Exercise goal: How many lines of the records contain the string "lily", counting only exact-case matches? Reply with the number alone.

= = = =

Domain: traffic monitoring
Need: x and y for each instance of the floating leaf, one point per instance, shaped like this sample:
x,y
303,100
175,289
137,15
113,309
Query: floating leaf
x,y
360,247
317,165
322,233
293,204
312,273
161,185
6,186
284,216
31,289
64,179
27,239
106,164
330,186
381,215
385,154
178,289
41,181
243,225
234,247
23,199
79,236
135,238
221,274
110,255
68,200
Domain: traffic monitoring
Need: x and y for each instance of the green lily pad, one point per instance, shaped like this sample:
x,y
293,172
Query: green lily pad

= = = =

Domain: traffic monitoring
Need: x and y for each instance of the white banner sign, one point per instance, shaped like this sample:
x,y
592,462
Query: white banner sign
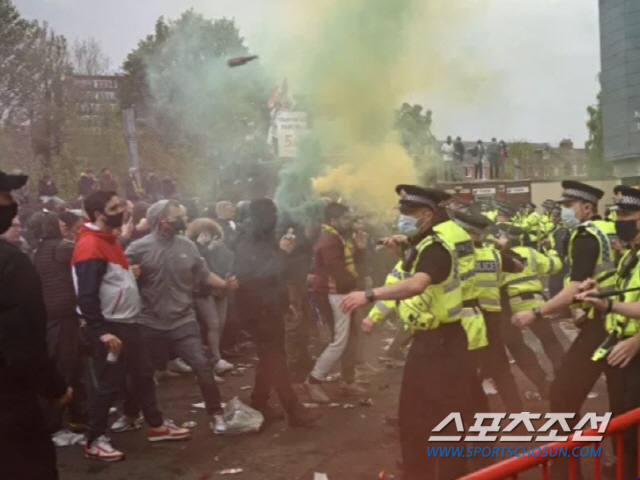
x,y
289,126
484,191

= = = =

Output below: 2